**YOUR GOAL:**
Scan the entries below. List each line with "rear".

───── DATA FOR PROCESSING ─────

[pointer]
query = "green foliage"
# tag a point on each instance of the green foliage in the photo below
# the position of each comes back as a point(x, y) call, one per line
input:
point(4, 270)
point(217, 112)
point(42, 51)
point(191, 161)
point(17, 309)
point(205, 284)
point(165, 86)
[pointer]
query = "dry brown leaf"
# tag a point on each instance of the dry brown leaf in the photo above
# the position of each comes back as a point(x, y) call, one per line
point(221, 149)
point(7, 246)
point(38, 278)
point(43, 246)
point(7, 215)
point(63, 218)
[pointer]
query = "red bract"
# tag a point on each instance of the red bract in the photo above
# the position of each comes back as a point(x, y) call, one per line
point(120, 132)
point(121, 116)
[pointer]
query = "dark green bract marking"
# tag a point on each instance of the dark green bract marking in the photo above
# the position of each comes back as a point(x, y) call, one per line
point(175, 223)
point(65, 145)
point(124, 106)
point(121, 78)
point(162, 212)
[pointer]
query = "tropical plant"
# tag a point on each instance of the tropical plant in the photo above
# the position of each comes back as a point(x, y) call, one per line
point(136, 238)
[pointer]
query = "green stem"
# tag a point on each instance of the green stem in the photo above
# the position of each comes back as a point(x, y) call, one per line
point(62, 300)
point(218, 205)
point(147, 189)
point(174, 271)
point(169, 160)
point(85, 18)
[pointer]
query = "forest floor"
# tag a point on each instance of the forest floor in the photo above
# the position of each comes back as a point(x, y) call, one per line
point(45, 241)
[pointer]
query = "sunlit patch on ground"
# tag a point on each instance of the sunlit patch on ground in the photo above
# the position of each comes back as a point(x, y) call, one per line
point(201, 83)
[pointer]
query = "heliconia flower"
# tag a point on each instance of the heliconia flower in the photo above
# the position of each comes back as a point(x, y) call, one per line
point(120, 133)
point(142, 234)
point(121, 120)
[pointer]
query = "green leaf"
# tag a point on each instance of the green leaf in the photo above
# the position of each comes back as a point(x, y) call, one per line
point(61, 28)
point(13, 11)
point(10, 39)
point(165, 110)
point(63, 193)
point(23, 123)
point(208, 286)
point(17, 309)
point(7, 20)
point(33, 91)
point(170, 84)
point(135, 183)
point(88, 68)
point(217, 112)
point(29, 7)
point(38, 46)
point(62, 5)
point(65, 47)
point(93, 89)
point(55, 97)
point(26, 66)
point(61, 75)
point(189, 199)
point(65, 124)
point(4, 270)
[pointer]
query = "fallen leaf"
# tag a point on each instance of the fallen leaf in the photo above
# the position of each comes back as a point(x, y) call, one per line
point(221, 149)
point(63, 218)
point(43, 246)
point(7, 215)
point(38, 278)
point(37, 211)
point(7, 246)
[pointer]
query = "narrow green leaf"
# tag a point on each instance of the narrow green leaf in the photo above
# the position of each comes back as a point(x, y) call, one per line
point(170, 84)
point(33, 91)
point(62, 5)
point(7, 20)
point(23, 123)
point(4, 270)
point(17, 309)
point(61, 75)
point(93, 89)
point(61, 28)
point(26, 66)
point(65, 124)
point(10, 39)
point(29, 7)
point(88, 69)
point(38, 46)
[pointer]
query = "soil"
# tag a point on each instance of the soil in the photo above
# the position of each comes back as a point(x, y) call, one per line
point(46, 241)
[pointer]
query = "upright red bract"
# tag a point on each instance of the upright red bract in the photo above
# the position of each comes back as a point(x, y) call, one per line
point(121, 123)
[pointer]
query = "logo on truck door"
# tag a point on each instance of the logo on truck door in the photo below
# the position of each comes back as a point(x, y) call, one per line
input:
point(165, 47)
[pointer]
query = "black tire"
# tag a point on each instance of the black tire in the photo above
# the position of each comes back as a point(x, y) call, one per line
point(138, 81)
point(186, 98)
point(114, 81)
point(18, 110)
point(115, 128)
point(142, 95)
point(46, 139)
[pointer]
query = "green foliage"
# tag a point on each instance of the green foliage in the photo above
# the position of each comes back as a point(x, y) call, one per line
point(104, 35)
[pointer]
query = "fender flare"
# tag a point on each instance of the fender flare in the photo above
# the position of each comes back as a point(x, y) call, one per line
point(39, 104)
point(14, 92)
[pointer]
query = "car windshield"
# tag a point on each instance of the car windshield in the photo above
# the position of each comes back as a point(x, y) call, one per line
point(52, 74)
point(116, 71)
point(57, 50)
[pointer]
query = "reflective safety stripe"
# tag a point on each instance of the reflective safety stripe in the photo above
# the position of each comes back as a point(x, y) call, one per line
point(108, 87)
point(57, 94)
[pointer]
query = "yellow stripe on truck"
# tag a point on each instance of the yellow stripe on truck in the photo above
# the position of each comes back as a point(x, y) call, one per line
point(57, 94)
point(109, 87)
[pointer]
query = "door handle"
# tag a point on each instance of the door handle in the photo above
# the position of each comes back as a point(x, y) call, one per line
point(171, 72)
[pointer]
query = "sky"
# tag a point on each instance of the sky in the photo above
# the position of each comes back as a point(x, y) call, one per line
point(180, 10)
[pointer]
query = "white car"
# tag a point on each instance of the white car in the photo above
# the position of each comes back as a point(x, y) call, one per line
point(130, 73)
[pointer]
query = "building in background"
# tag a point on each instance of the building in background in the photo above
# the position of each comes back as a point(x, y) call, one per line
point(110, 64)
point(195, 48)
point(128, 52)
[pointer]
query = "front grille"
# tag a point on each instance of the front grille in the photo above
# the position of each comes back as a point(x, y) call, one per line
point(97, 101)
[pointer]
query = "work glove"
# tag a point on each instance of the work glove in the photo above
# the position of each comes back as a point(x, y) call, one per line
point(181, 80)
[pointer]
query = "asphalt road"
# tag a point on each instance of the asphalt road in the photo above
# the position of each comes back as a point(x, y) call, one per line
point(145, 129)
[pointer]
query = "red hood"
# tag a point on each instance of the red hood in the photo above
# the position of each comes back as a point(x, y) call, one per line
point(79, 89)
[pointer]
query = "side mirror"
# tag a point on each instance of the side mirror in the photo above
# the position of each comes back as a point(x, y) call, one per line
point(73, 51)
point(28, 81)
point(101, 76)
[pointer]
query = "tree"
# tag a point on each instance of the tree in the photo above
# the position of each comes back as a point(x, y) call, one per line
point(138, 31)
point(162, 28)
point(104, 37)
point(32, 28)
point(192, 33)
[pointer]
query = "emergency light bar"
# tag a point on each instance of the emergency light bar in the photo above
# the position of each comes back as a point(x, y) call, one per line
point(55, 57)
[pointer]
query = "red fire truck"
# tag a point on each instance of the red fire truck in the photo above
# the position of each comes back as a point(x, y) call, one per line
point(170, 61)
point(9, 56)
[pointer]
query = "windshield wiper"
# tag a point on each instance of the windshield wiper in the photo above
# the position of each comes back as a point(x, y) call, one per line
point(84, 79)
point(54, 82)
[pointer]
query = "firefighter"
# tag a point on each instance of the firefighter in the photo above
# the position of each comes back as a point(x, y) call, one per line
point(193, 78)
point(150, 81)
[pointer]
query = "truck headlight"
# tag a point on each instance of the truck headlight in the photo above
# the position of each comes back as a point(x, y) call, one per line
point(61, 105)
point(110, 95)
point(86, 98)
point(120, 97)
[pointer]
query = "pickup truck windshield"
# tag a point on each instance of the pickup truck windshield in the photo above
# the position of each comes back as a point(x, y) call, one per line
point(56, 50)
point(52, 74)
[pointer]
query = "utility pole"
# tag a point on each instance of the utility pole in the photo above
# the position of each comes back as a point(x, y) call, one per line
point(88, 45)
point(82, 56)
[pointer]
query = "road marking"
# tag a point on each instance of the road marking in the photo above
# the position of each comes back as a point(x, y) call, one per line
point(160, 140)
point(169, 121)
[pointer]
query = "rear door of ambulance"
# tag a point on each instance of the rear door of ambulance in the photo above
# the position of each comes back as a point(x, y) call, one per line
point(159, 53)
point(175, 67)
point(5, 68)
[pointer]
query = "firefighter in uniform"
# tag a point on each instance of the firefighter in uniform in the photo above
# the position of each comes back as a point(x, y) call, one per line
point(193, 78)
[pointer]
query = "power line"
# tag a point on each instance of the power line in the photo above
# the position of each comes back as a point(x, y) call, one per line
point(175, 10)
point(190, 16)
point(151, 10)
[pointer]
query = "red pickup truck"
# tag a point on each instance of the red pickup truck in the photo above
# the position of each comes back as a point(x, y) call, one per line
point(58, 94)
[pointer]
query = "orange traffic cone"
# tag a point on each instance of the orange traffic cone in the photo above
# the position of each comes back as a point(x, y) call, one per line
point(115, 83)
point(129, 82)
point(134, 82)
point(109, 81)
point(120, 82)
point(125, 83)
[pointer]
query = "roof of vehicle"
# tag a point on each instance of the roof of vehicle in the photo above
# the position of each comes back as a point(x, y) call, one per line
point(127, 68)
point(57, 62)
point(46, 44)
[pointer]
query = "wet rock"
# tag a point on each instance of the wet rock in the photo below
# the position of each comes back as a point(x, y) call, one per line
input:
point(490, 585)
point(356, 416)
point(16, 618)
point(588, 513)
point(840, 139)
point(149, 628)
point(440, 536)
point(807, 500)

─────

**RESULT BELOW:**
query = "rear door of ambulance"
# tag a point on each instance of the rear door of ambulance in the photo above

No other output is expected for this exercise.